Over the years, they have done several classic covers. On their first studio album is a cover of “Shout” (Tears for Fears). On their third, it was “Land of Confusion” (Genesis). On the fifth, “I Still Haven’t Found What I’m Looking For” (U2). In 2011, they dropped a B-sides compilation and threw in two covers: “Midlife Crisis” (Faith No More) and “Living After Midnight” (Judas Priest). Finally, on their sixth studio album (my personal favorite), they covered “The Sound of Silence” (Simon & Garfunkel). Endorsed by Paul Simon, reaching number one on the 2016 Billboard charts and being nominated for a Grammy in 2017, I would argue this is the best cover of the Simon & Garfunkel classic.
“Sweet Thing” – Cort Thomas, Account Executive
Original: Rufus & Chaka Khan (1975)
Cover: Mary J. Blige (1992)
Why it’s great: In 1985, my parents were newly married, and I was five years old. They weren’t much older at 21 and 22, so our house was always full of LOUD music. Funk and soul from the ‘70s, pop music from the ‘80s, and this new kind of music called rap pretty much dominated the soundtrack of my first memories. Chaka Khan singing “Sweet Thing” is still something I can listen to for hours. It makes me think about red Solo cups, playing cards, my Uncle Brian and all types of other good vibes. When I heard Mary J. Blige singing this song (produced by some dude named Sean Combs) in ’92, I couldn’t believe what I was hearing. It was one of my favorite childhood songs, but it was all new and fresh and dope and hip-hoppy. My 12-year-old mind was melted. I danced with Aundrea Tunstall to this song at the 7th grade mixer. Good times.

+===+

What this task involves: Continue the passage on favorite cover songs from its last sentence.

Data:
+===+

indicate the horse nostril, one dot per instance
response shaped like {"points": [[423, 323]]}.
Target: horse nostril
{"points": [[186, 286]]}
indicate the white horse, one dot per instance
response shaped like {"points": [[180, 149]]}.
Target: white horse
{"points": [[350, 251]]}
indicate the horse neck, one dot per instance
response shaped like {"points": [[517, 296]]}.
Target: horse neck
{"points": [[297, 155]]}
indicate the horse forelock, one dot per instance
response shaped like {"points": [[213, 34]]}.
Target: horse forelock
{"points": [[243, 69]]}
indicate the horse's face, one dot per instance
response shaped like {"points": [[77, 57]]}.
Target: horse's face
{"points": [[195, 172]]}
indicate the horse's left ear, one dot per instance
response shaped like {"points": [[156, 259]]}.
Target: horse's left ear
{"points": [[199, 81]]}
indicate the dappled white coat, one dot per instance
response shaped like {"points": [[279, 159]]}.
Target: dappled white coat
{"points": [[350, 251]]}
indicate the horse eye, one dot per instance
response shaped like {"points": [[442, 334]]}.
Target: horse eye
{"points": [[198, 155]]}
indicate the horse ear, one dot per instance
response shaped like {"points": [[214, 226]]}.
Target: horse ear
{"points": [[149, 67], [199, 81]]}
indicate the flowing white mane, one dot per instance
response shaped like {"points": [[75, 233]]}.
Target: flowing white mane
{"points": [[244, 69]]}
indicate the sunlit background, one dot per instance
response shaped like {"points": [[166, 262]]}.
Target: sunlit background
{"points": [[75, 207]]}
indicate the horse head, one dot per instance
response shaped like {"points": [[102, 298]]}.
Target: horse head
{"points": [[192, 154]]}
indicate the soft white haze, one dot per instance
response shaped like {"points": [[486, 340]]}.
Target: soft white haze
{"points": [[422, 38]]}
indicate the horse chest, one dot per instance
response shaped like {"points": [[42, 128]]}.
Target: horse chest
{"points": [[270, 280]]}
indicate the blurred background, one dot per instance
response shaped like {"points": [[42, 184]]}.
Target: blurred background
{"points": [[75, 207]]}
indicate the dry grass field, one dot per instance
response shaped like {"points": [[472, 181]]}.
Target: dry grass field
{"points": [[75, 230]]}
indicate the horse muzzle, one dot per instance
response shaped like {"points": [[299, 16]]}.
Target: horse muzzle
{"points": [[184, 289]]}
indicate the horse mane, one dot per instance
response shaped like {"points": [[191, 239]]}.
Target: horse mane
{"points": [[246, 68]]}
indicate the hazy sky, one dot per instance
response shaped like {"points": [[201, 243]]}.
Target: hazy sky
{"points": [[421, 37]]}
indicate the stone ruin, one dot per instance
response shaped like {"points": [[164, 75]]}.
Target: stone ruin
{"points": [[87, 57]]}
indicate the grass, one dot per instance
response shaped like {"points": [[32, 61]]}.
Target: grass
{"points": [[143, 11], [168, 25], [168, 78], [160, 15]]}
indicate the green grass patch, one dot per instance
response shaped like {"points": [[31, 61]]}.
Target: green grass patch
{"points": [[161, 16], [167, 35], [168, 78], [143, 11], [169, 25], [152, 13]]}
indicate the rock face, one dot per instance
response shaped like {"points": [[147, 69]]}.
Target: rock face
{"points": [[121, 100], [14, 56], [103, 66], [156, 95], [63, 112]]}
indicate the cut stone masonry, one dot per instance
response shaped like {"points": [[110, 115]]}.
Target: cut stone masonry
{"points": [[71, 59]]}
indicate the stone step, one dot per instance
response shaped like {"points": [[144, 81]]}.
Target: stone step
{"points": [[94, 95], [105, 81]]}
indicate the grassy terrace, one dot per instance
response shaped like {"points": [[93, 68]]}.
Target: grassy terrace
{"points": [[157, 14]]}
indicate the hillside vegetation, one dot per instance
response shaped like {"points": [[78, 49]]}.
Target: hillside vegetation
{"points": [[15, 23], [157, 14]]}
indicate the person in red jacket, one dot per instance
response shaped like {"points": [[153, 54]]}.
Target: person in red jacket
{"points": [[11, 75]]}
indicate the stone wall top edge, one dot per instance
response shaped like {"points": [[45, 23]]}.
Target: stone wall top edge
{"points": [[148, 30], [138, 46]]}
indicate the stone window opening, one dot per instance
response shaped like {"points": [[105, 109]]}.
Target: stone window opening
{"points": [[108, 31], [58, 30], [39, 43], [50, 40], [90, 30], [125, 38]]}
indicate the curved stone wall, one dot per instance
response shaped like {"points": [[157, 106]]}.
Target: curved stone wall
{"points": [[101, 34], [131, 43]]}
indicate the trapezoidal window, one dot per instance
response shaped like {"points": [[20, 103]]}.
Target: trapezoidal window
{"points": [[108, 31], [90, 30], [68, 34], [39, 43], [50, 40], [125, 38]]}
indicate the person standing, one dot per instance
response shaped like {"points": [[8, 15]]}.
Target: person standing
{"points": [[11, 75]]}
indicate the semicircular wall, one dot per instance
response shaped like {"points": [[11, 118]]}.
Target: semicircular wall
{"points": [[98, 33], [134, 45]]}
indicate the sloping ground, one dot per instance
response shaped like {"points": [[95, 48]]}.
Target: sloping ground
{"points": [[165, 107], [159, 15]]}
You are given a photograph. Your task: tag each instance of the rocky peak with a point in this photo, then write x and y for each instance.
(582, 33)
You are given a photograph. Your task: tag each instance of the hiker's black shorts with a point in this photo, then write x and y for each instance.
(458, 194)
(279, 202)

+===+

Answer to the exercise:
“That’s All for Everyone” – Jacob Carpenter, Development Intern
Original: Fleetwood Mac (1979)
Cover: Tame Impala (2012)
Why it’s great: Same reason as Scott’s song—but with phaser pedals. Really, I just love the super dreamy somewhat psychedelic take on this song, and I think that Kevin Parker provides some great melodies and sounds overall to the track.
“This Must Be the Place” – Jenny Parnell, Global Marketing Manager
Original: Talking Heads (1983)
Cover: Iron & Wine, Ben Bridwell (2015)
Why it’s great: You can’t hear the original and not dance around a little. It’s a feel-good song without being overtly positive. There’s something energizing about it. It’s kind of quirky and funny. If you would have just told me about the elements of this song, I’m not sure I would like it. But all of it combined is magic for me. The lyrics are something special with things like:
And you’re standing here beside me
I love the passing of time
Never for money, always for love
Out of all those kinds of people
You got a face with a view
I’m just an animal looking for a home and
Share the same space for a minute or two
And you love me till my heart stops
Love me till I’m dead
The cover offers a completely new take and vibe, and it features a combination of two artists I already loved and had no idea they collaborated until I heard this song. It’s a smart cover, not afraid to make the song totally different but does the original artist justice. Still fresh. Still something I can dance around to, maybe just a little slower. They pull the lyrics out more than the original. It’s more romantic.
*My first runner-up: The Kishi Bashi version is also particularly solid. Less playful and more earnestly dramatic than the original or the Iron & Wine/Ben Bridwell version.
“Time/Breathe” – Scott Matlock, Regional IT Practice Lead
Original: Pink Floyd (1973)
Cover: Greensky Bluegrass (2010)
Why it’s great: Because adding banjos and mandolins to everything is fun.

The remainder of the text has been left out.